Brano estratto.

· · · · · · ·

Papa Francesco
(di Felice Celato)
Eccoci qua, dunque ci avviciniamo a celebrare il primo anno
di questo straordinario pontificato, dopo aver celebrato quello del gesto profetico di
Benedetto XVI.
Per la verità, da buon guelfo, clericale e paolotto*, sono
portato a considerare ogni pontificato a suo modo straordinario (non mi
vergogno ad ammetterlo: io sono di quei “creduloni” che credono ancora allo
Spirito Santo e alla sua presenza nella Chiesa): tutti quelli che ricordo,
almeno dall’età della ragione (e, quindi, dopo Pio XII, nell'ordine: Giovanni
XXIII, Paolo VI, Giovanni Paolo I e II e Benedetto XVI), per motivi diversi mi
sono apparsi – e forse sono veramente stati – straordinari, talora per
particolari carismi anche umani dei pontefici (Giovanni XXIII e Giovanni Paolo
II), talora per la libertà della loro visione del mondo e per la loro sapientia
cordis (Giovanni XXIII), talora per la sapientia mentis et cordis
(Benedetto XVI), talvolta per la parola profonda e sofferta (Paolo VI e
Benedetto XVI), talaltra, infine, semplicemente e superficialmente, per il
legame del loro tempo coi tempi migliori della mia “gioventù” (Paolo VI) o con quelli più pensosi della mia "tarda maturità"(Benedetto XVI); e
certamente anche il pontificato di Francesco ha una sua straordinarietà e un
suo fascino che abbiamo già scoperto con grande simpatia in questo suo primo
anno e che spero ci accompagni a lungo.
Per certi aspetti, il suo pontificato ha un sapore
"Roncalliano": il grande carisma dell’uomo, la sua semplicità non
banale, la sua naturale cordialità,
l’entusiasmo che sente e comunica per la fede (come del resto sapeva
fare anche Giovanni Paolo II) ne fanno un segno vivente di una Chiesa buona
compagna dell’uomo.
Per altri aspetti, invece, Francesco sembra dotato di una (tutta
sua) sensibilità empatica (rara nei papi!) che – forse perché in una certa
misura estranea al suo immediato predecessore – ne fa risaltare “la novità”
(anche quando, per fortuna, novità non è) agli occhi di un mondo che appunto
alla “novità” sembra attribuire una incondizionata virtù, specialmente in
materia ecclesiale (che normalmente sconosce.) E così Francesco diventa il
segno vivente di una Chiesa che si avvicina al mondo, con fiducia e coraggio, “come
nessuno aveva mai fatto prima di lui”, ha detto qualcuno poco pratico di Chiesa.
Ecco, lungo gli insidiosi crinali di questi duplici segni,
sta la grande sfida che, con coraggio, il papa venuto “dalla fine del mondo”
ha preso sulle spalle, quasi fingendo di non sentirne il peso e, da uomo di
grande fede, di non volerne considerare i rischi: certamente Francesco sa bene
che la Chiesa, nell’essere buona compagna dell’uomo, non cessa di esserne
maestra (mater, sì, ma anche magistra); come pure sa bene che il
cristiano (e dunque la Chiesa) deve essere nel mondo senza essere del mondo.

· · · · · · ·

Sezione dati.
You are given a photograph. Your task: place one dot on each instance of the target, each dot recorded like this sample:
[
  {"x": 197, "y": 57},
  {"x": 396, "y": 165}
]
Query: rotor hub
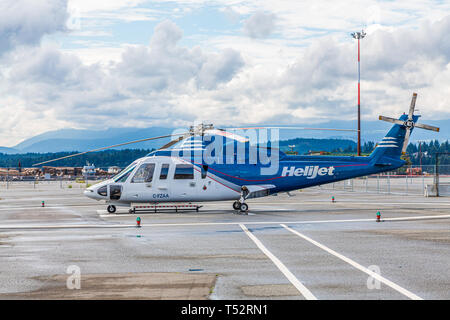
[{"x": 409, "y": 124}]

· · · · · · ·

Attività da svolgere.
(A) Trascrivi parola per parola il brano su papa Francesco, cominciando da "(anche quando, per" e terminando con "essere del mondo.".
(B) Scrivi il seguito del brano su papa Francesco, riprendendo subito dopo la sua ultima frase.
Le voci della sezione dati sono materiale a sé, indipendente dal brano su papa Francesco.

Soluzioni per attività.
(A)
(anche quando, per fortuna, novità non è) agli occhi di un mondo che appunto
alla “novità” sembra attribuire una incondizionata virtù, specialmente in
materia ecclesiale (che normalmente sconosce.) E così Francesco diventa il
segno vivente di una Chiesa che si avvicina al mondo, con fiducia e coraggio, “come
nessuno aveva mai fatto prima di lui”, ha detto qualcuno poco pratico di Chiesa.
Ecco, lungo gli insidiosi crinali di questi duplici segni,
sta la grande sfida che, con coraggio, il papa venuto “dalla fine del mondo”
ha preso sulle spalle, quasi fingendo di non sentirne il peso e, da uomo di
grande fede, di non volerne considerare i rischi: certamente Francesco sa bene
che la Chiesa, nell’essere buona compagna dell’uomo, non cessa di esserne
maestra (mater, sì, ma anche magistra); come pure sa bene che il
cristiano (e dunque la Chiesa) deve essere nel mondo senza essere del mondo.

(B)
Proprio in questo sta la grandezza della sua sfida; nel fatto cioè che “il
mondo” non vuole maestri (perché si sente maestro a se stesso) né estranei che non si lascino omologare alla sua misura.
E dunque Francesco accetta di parlare al mondo, di stare nel mondo, come da
compagno e da “interno”, quando solo compagno non può essere né può esserne
omologo: e in questi ruoli prova a proporre quotidianamente il “praecipuum”
della sua missione petrina, magari non come il Gesù che sale sulla montagna ( o
si scosta dalla riva con la barca) per parlare alla folla ma come il Gesù che,
fattosi viandante fra viandanti, parla lungo il cammino, sulla strada per
Emmaus.
Una sfida difficile, perché il mondo assimila ed omologa,
direi fagocita, e magari tratta il papa come fosse un eroe da sorrisi e
canzoni; non ama, il mondo, discorsi dalla montagna, non tollera che gli
vengano additate strade più faticose di quelle che da solo crede di
individuare; e quando è stanco del percorso, verso sera, anche se ha
gradito la compagnia, non necessariamente dice "resta con noi Signore".
Francesco certamente lo sa, non sarebbe un discepolo di
Sant'Ignazio se non sapesse che il partecipare e l'accompagnare prendono senso
dal discernere: solo ha più fede di chi si preoccupa di qualche sua parola che
appaia concessiva, che usa come strumento di dialogo e come esca per i pesci
più lontani, a costo di lasciare talora sorpresi i più vicini.
Speriamo con tutto il cuore che la sua sfida abbia successo;
anzi, ne siamo sicuri, perché, anche questo papa, ci viene dallo Spirito Santo (
e poi perché, innegabilmente, ci sta simpatico, anche quando ci sorprende).
Roma, 7 marzo 2014
* per
chi non conosce il termine: in origine nome dato ai membri della Compagnia di
San Vincenzo de' Paoli; poi passato a
significare, soprattutto nell’Italia del centro-nord, genericamente
bacchettone, bigotto, baciapile.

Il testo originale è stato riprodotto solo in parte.